*Short task*
Update the records below by changing every "in the photo above" to "in the image above" and leaving everything else unchanged. Leave the pictures out of your answer.

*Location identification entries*
----

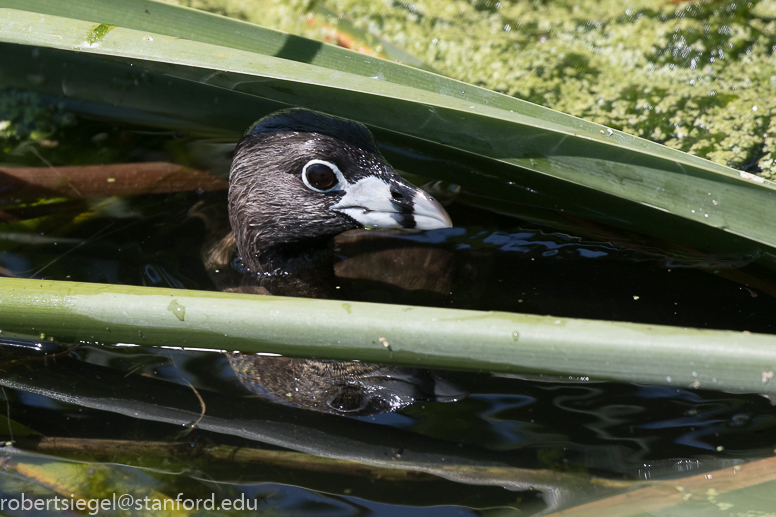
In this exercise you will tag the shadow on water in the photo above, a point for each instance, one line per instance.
(442, 442)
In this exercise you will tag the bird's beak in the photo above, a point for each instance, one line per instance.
(377, 203)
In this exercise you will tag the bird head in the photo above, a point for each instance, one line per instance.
(300, 175)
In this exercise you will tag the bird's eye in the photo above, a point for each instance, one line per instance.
(321, 176)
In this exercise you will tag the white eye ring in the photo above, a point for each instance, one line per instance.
(340, 178)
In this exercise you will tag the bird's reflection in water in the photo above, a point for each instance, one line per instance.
(340, 387)
(298, 179)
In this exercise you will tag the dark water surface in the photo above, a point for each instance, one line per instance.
(487, 262)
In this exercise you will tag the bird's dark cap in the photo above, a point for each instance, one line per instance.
(308, 121)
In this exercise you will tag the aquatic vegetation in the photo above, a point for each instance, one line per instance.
(695, 76)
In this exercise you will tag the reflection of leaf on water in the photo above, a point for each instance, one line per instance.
(335, 442)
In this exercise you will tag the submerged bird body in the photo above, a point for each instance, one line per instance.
(298, 179)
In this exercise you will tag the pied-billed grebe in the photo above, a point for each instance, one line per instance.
(298, 179)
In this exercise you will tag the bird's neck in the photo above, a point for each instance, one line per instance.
(284, 259)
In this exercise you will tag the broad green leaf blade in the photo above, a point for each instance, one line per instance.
(71, 312)
(514, 141)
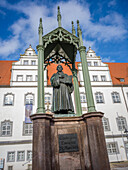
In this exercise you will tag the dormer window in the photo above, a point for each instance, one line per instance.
(33, 62)
(19, 77)
(89, 63)
(121, 79)
(29, 78)
(95, 63)
(25, 62)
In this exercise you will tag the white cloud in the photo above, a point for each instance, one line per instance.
(25, 29)
(113, 19)
(2, 12)
(107, 59)
(112, 3)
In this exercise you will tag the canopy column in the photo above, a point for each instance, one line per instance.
(86, 77)
(40, 93)
(76, 91)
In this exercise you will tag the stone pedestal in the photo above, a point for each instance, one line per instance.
(69, 143)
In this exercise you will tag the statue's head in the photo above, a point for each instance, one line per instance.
(59, 68)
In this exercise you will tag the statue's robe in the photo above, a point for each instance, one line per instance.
(62, 89)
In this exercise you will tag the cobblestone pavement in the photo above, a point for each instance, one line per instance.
(119, 166)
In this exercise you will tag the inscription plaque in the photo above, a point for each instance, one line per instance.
(68, 143)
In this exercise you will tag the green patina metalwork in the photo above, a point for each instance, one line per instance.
(76, 91)
(40, 49)
(86, 77)
(60, 46)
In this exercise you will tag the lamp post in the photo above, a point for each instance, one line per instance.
(126, 131)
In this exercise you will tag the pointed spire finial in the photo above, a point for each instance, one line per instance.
(79, 33)
(40, 27)
(73, 29)
(59, 17)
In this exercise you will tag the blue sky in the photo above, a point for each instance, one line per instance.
(104, 25)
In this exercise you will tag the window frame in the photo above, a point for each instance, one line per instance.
(25, 61)
(108, 125)
(24, 129)
(81, 100)
(99, 99)
(27, 155)
(96, 78)
(113, 94)
(23, 155)
(11, 128)
(103, 80)
(31, 78)
(8, 156)
(117, 121)
(25, 103)
(89, 63)
(5, 95)
(19, 76)
(95, 63)
(49, 95)
(10, 166)
(116, 147)
(32, 62)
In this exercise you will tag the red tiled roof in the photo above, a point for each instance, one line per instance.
(5, 72)
(52, 69)
(117, 71)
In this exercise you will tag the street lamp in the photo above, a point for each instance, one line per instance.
(126, 131)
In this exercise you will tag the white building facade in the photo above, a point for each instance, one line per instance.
(21, 92)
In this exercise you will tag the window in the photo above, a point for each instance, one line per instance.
(10, 167)
(6, 128)
(9, 99)
(84, 108)
(103, 78)
(19, 78)
(11, 156)
(25, 62)
(29, 78)
(89, 63)
(29, 166)
(83, 98)
(33, 62)
(99, 97)
(121, 123)
(112, 148)
(36, 78)
(105, 124)
(95, 78)
(95, 63)
(29, 155)
(116, 97)
(29, 98)
(47, 98)
(121, 79)
(20, 156)
(27, 128)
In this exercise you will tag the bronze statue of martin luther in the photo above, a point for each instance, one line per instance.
(62, 89)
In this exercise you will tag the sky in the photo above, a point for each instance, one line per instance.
(104, 25)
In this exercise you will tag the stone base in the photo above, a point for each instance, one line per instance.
(69, 143)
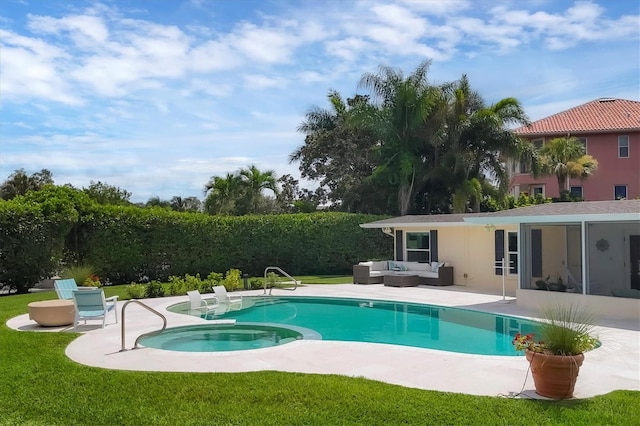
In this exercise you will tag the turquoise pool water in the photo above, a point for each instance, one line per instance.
(224, 337)
(397, 323)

----

*Correct answer*
In this exercise you will tag the shadow on water in the image above, a point for each instance, one line per instance.
(442, 442)
In this exercise you will tag the bird's beak in the image above, a point for each instance, one line per instance.
(377, 203)
In this exercise you will tag the bird head in the image above, a point for each instance, one line per instance.
(300, 175)
In this exercise you will tag the bird's eye in the image above, a point for each instance, one line per instance.
(321, 176)
In this exercise you will tag the white eye ring in the image above, a point for each instance, one line per instance.
(340, 178)
In this exercise you will tag the bird's reflection in water in the image above, a point for each instance, one line per instance.
(340, 387)
(298, 179)
In this exercise you will tag the dark water surface in the image above, a point for each instance, one line per instance.
(487, 262)
In this exercise you will tag the bird's dark cap in the image above, a point for each instance, one line per instance.
(308, 121)
In this exercise you will tag the aquatic vegetation in the image above, a point for each instance, one line per instance.
(695, 76)
In this exercise you will tag the reflection of leaf on water in the image above, a point for each instance, one line per instance.
(335, 442)
In this exercise you will tag the submerged bird body in the image above, a point for each instance, one line per instance.
(298, 179)
In this exercise you will tag the pied-billed grebe in the image above, a point for each instance, one line per instance.
(298, 179)
In this exercise you will tag the bird's neck in the image above, a point for each instance, one line per instance.
(284, 259)
In this exercise you will tag the broad green leaf blade in the image above, a point for each instance, one line per instance.
(71, 312)
(514, 141)
In this exercise you will tag the dormer window in the image above, a point for each instance, one line per instance.
(33, 62)
(19, 77)
(89, 63)
(121, 79)
(29, 78)
(95, 63)
(25, 62)
In this exercise you will tag the white cloud in the image above, a point for each instance, one line per instance.
(25, 29)
(113, 19)
(2, 12)
(107, 59)
(112, 3)
In this exercise you will tag the canopy column in the image above, a point for each instance, one line per instance.
(86, 77)
(40, 93)
(76, 91)
In this exercise you will tag the stone pedestal in the image above, a point for each instance, one line per instance.
(69, 143)
In this exercise you will tag the statue's head in the image above, a point for each instance, one line per instance.
(59, 68)
In this exercise you will tag the statue's robe in the image above, a point for each instance, one line per instance.
(62, 89)
In this exercise you will tag the cobblestone pavement in the image above, a point for each instance, one line per instance.
(119, 166)
In this exercise you will tag the inscription plaque in the image above, a point for each instance, one line per instance.
(68, 143)
In this exercise you will tag the green patina metalwork in the image above, a point for each instance, one line per instance.
(76, 91)
(40, 49)
(86, 77)
(60, 46)
In this exercise you will tag the lamp post in the image above, a point for each instance, one line per instance.
(126, 131)
In this exercise you will tag the pointed spire finial in the image above, a point for each instance, one line per instance.
(79, 33)
(40, 27)
(73, 29)
(59, 17)
In this exercise you will tag the blue sky in the image above, a point for each instance, one line per instance.
(104, 25)
In this exercise you will tag the window frame in the image above, a point for each instance, one line per instance.
(25, 61)
(108, 125)
(24, 129)
(81, 100)
(99, 99)
(27, 155)
(96, 78)
(113, 94)
(23, 155)
(11, 128)
(103, 80)
(31, 78)
(8, 156)
(117, 121)
(25, 103)
(89, 63)
(5, 95)
(19, 76)
(95, 63)
(49, 95)
(10, 166)
(116, 147)
(32, 62)
In this exercise you will tag the red tiled roof in the image above, a point for each instance, one line per instance.
(5, 72)
(52, 69)
(117, 71)
In this exercise you will tag the street lamp in the image above, a point for each instance, one line per instance.
(126, 131)
In this exercise you will tag the white building facade in the image above, a point for each instance, one line per instance.
(21, 92)
In this exercise you will tag the window in the image above, a point for each instance, one line per instance.
(10, 167)
(6, 128)
(9, 99)
(84, 108)
(103, 78)
(19, 78)
(11, 156)
(25, 62)
(29, 78)
(89, 63)
(29, 166)
(83, 98)
(33, 62)
(99, 97)
(121, 123)
(112, 148)
(36, 78)
(105, 124)
(95, 78)
(95, 63)
(29, 155)
(116, 97)
(29, 98)
(47, 98)
(121, 79)
(20, 156)
(27, 128)
In this exercise you will tag the bronze statue of martin luther in the image above, a point for each instance, one line per instance.
(62, 89)
In this exercise you will tag the sky in the image above, a point for each instance, one line per instance.
(104, 25)
In this exercise you will tag the stone base in the image above, a point for each instance, one line per instance.
(69, 143)
In this exercise you will tag the turquoise pool water in the image above, a point for each instance, one line per instance.
(224, 337)
(397, 323)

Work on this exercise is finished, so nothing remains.